(CHALLENGE A) In the forum thread below about learning Czech, write out the passage that begins at the words "And yes, Czech" and stops after the words "very good learner.".

(GIVEN TEXT)
⟨

# Is it really "that" difficult??



## xxatti

Ok, I've been learning Czech for only a little over 2months now (of course I still cant speak it); and everytime I tell a native speaker that Im trying to learn Czech their 1st response is always something like.. "Why, it's really difficult isnt it?" 

Now I for one cant understand how so many native speakers (or any native speaker for that matter) can find their own mother tongue to be so difficult to speak. But every native Czech speaker I've come into contact with has said this. Can some native speakers chime in here and give their perspectives on this? Is Czech language really that difficult that I should not even waste my time attempting to master it?? I mean, if however many millions of Czech's managed to learn it, can it really be that difficult?? 

I've heard the horror stories of foreigners spending 6, 7, or even 10 or more yrs in the Czech rep. and still not being able to speak. Does anyone know of foreigners (especially those comming from a non slavic backround) that were able to gain an excellent command of the language?


----------



## Jana337

You cannot really draw conclusions from millions of natives able to speak the language reasonably correctly. Even very dumb people usually master their mother tongue better than very talented learners. The natives you talked to probably find Czech difficult to learn, but they can speak it easily.

And yes, Czech is very difficult (as are other Slavic languages). If you - after two months - still need other people to tell you, my compliments - you must be a very good learner. 


> I've heard the horror stories of foreigners spending 6, 7, or even 10 or more yrs in the Czech rep. and still not being able to speak.

⟩

(SUPPLIED MATERIAL)
⟨

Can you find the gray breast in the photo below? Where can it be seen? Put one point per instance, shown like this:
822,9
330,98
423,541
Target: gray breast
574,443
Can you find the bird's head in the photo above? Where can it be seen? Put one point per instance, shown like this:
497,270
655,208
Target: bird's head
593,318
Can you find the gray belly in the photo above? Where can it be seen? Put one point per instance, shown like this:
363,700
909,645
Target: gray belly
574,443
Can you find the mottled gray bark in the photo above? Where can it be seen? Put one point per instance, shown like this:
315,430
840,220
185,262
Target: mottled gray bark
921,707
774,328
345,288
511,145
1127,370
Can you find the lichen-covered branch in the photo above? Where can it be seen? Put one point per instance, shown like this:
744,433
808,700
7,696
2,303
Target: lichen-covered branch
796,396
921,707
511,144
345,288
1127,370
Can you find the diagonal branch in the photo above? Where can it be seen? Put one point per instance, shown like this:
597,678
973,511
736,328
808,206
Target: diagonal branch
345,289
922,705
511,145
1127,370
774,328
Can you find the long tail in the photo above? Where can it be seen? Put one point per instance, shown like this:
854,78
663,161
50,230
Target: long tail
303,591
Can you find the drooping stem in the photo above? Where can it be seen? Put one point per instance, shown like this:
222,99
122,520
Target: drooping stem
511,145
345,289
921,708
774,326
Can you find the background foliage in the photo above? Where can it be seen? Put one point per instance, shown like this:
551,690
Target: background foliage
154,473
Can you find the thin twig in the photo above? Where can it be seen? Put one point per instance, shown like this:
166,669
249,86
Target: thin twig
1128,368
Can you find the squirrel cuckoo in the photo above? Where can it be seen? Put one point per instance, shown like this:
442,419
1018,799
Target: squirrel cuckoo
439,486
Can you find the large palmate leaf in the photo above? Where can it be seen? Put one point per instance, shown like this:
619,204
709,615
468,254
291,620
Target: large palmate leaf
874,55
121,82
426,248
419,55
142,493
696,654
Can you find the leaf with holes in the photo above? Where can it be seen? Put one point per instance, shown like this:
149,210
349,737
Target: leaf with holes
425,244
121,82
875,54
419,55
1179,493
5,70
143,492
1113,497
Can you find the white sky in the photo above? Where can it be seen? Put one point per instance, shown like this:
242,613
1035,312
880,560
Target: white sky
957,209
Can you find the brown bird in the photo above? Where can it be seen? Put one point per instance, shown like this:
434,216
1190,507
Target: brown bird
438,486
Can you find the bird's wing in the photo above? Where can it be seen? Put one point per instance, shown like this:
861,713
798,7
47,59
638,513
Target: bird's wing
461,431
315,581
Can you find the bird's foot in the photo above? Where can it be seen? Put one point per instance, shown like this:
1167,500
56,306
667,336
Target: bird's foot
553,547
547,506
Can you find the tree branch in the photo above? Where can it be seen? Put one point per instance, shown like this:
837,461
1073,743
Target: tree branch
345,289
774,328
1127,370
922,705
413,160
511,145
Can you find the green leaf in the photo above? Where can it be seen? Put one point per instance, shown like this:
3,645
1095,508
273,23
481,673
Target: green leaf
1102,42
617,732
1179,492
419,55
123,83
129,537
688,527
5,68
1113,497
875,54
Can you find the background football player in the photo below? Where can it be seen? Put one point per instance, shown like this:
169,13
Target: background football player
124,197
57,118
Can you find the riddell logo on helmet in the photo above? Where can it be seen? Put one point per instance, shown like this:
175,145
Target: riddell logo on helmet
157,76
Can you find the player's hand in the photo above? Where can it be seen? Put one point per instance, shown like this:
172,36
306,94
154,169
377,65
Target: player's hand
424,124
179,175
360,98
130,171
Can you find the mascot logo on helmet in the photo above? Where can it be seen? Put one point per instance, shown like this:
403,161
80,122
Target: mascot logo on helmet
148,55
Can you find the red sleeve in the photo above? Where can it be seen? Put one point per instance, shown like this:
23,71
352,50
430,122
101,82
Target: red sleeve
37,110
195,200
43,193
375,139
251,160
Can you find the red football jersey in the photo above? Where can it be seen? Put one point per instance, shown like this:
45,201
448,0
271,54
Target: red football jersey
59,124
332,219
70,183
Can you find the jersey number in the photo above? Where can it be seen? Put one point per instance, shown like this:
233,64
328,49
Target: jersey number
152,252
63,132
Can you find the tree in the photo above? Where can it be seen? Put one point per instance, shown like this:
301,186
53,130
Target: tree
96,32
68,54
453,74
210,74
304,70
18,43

⟩

(CHALLENGE B) Pull out every line of the records above that contains the word "with".

(FULL RESPONSE A)
And yes, Czech is very difficult (as are other Slavic languages). If you - after two months - still need other people to tell you, my compliments - you must be a very good learner.

(FULL RESPONSE B)
Can you find the leaf with holes in the photo above? Where can it be seen? Put one point per instance, shown like this:
Target: leaf with holes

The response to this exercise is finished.